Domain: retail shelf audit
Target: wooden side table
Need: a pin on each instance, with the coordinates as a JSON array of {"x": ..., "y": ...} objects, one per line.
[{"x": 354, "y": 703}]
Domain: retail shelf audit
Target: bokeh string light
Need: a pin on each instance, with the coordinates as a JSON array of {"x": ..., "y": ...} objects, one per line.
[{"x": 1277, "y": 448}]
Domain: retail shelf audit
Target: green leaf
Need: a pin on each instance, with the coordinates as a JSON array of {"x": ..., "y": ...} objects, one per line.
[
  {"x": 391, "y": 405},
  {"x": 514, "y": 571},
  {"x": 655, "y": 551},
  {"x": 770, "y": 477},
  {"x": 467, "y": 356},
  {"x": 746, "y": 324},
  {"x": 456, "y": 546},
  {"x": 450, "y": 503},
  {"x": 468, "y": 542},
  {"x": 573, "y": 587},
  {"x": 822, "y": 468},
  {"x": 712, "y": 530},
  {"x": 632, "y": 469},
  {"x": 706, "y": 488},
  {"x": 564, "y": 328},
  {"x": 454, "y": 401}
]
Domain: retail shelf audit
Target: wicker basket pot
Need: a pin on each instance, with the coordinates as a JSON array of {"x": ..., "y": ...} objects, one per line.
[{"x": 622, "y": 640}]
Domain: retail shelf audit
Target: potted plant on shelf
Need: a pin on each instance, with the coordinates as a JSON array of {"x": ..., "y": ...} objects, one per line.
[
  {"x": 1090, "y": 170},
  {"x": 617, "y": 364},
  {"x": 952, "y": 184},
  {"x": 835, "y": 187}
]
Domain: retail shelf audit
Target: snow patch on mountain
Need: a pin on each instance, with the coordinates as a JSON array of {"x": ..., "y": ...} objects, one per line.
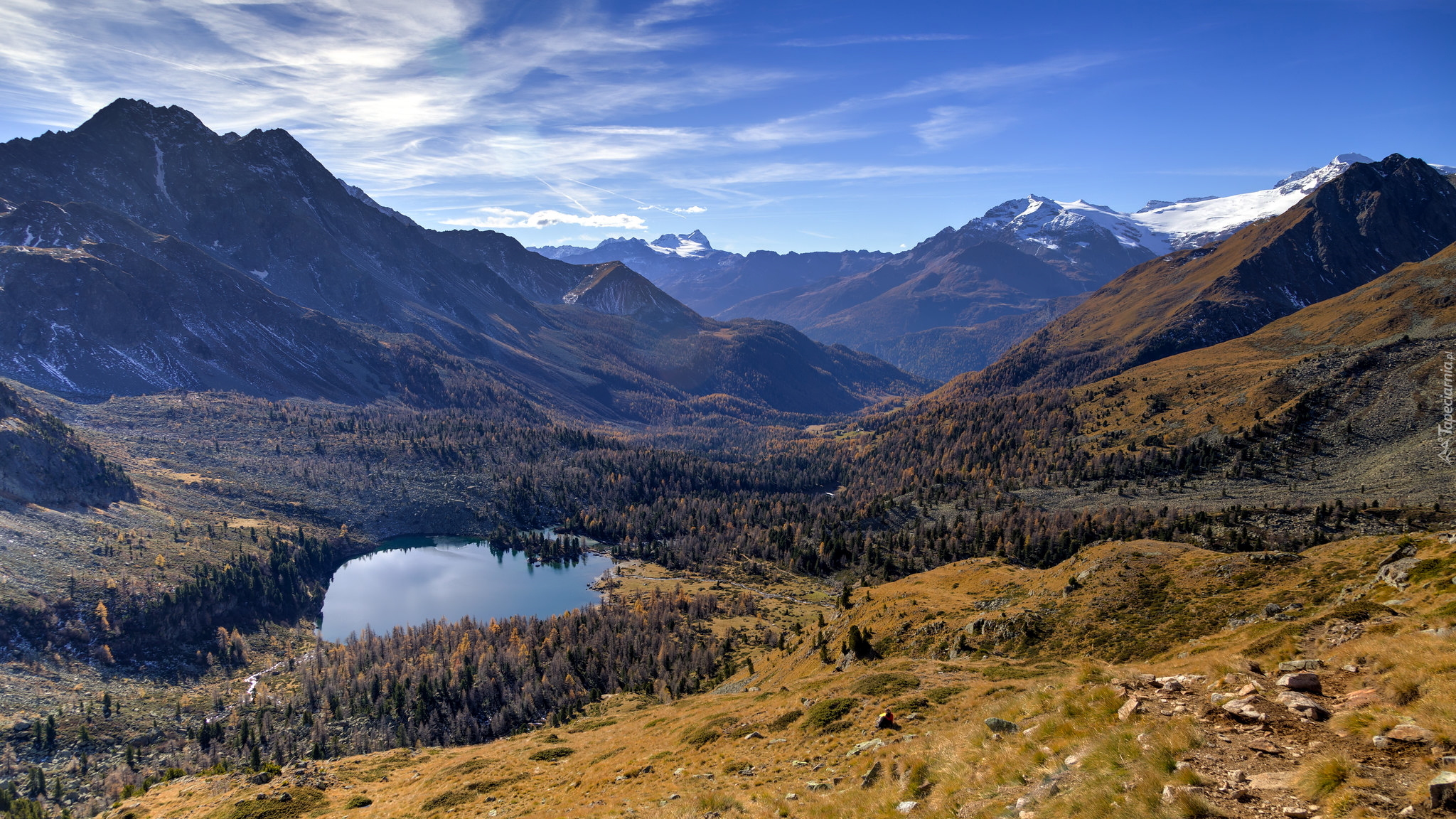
======
Collect every line above that contains the string "Target", treating uppercase and lowercase as different, and copy each of those lines in full.

Reply:
Target: wooden side table
Target: bokeh string light
Target: green leaf
Target: wicker basket pot
Target: potted plant on shelf
Target: snow patch on mountain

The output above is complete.